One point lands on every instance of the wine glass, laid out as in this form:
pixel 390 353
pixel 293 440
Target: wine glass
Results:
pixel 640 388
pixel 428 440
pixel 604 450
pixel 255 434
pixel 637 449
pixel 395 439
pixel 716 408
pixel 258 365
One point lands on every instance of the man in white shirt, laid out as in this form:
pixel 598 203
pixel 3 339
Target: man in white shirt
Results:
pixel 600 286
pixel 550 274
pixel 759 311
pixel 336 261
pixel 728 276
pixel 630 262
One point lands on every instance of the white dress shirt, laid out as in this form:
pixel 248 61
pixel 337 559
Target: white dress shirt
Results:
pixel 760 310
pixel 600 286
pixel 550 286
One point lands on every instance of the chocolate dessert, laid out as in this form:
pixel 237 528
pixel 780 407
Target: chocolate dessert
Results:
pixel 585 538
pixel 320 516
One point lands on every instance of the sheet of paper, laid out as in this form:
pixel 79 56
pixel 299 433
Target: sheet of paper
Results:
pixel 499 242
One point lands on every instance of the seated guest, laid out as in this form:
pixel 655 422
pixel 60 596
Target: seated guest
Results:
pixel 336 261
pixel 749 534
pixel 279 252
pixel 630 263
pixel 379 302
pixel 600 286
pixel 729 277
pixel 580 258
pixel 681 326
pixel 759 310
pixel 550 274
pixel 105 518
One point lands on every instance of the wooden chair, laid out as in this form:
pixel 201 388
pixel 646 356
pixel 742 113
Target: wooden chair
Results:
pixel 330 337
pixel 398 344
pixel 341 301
════
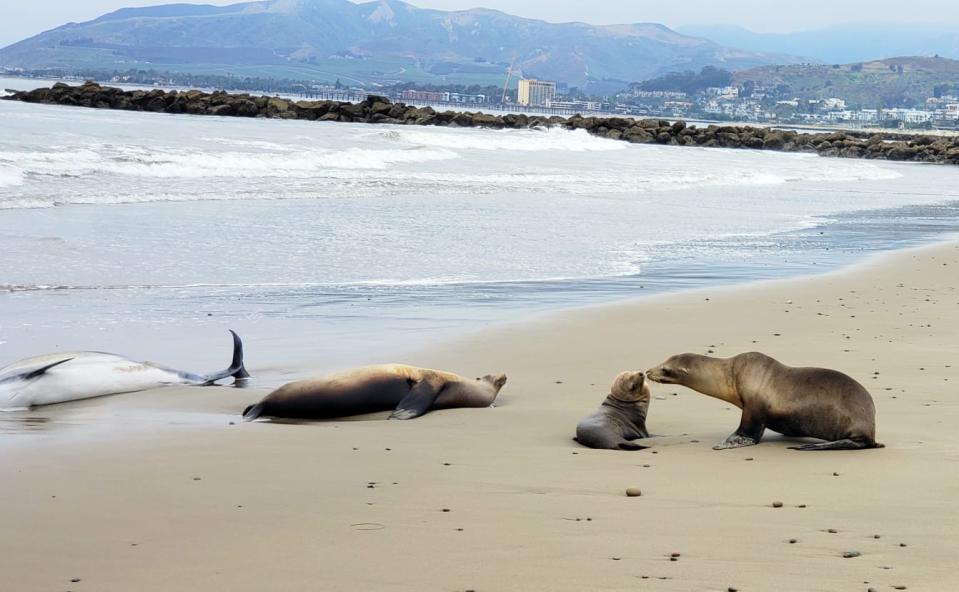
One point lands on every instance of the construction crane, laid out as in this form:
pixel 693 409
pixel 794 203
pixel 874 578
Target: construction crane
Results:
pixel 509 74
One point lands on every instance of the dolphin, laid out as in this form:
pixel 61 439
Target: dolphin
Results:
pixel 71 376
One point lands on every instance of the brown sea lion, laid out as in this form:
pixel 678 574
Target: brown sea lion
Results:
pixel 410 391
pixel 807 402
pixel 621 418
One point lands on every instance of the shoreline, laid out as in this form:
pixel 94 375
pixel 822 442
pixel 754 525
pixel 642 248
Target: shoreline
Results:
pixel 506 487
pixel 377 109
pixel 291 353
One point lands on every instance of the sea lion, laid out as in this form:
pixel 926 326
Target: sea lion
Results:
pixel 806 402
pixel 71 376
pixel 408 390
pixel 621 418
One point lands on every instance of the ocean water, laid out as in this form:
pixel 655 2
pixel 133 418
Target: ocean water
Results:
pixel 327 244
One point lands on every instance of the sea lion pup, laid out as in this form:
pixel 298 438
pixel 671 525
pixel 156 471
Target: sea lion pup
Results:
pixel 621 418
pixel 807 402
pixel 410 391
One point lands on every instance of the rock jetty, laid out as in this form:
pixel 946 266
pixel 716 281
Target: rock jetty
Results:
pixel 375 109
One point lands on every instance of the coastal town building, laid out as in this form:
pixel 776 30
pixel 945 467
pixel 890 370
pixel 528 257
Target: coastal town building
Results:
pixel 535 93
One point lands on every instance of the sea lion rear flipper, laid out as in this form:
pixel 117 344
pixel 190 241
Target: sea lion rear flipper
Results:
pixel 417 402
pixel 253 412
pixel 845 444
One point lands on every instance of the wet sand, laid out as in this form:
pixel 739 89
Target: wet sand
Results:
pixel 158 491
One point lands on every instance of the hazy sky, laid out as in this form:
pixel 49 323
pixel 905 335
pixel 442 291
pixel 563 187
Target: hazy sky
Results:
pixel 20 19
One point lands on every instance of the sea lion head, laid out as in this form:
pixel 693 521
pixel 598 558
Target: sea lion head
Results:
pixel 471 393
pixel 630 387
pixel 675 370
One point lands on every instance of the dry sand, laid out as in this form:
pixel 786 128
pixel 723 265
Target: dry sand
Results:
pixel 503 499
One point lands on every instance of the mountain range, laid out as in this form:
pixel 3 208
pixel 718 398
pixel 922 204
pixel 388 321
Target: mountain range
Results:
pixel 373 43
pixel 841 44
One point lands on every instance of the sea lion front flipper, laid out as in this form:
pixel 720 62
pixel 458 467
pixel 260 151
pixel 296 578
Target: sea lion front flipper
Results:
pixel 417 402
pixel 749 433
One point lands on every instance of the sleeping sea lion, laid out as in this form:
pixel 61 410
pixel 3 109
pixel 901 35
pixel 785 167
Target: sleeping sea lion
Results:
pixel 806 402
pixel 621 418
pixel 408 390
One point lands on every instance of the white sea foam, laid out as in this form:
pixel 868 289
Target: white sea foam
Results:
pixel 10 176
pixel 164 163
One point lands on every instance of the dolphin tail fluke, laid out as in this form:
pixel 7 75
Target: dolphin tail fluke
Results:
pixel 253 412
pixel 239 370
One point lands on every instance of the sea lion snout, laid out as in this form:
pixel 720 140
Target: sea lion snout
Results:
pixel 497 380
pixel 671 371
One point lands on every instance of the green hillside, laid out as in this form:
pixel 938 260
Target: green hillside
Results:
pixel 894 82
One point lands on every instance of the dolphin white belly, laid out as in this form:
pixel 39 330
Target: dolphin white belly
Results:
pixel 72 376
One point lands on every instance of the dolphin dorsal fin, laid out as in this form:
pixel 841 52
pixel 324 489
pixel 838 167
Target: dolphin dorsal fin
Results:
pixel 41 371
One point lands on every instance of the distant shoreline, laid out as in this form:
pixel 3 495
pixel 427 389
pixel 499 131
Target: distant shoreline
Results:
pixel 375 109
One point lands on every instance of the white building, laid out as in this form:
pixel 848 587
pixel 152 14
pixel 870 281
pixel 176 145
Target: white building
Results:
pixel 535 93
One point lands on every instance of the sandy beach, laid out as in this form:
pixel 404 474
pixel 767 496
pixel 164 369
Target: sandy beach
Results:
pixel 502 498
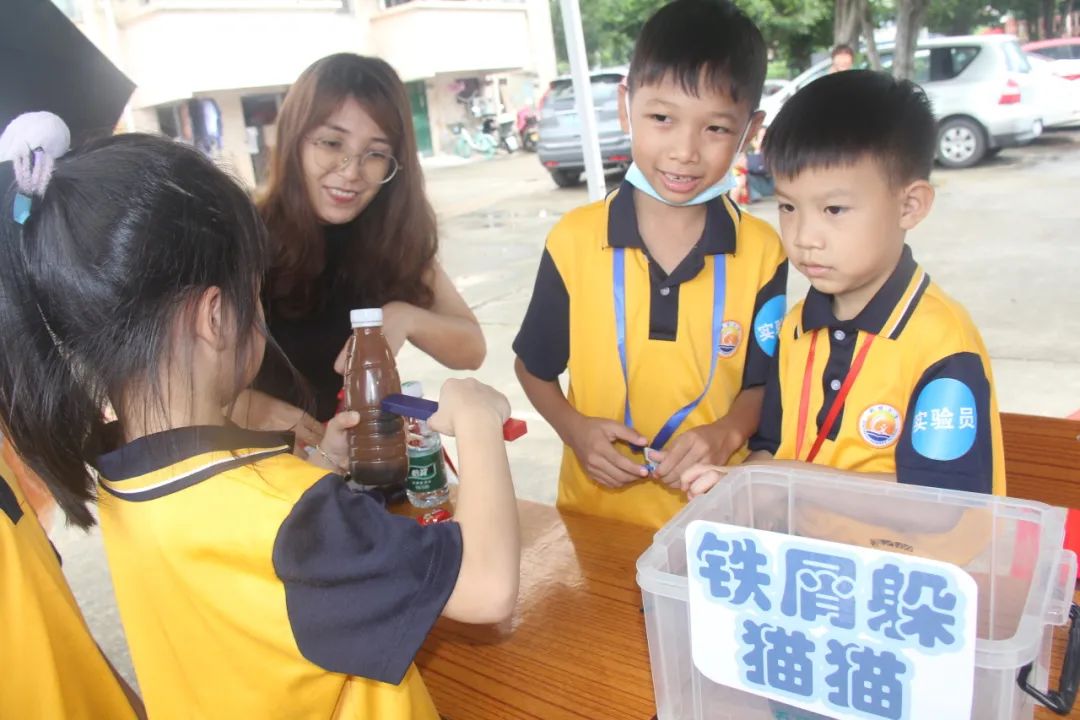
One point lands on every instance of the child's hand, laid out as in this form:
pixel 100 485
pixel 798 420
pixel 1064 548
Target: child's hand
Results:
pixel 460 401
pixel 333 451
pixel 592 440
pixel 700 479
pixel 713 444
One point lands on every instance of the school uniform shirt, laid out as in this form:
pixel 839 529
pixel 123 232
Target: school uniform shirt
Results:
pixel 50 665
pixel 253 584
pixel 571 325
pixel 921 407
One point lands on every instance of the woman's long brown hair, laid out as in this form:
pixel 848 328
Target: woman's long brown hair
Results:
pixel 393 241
════
Exercise description
State how many lines of the items above contain the word "crane", matching case exactly, and give only that number.

Task result
2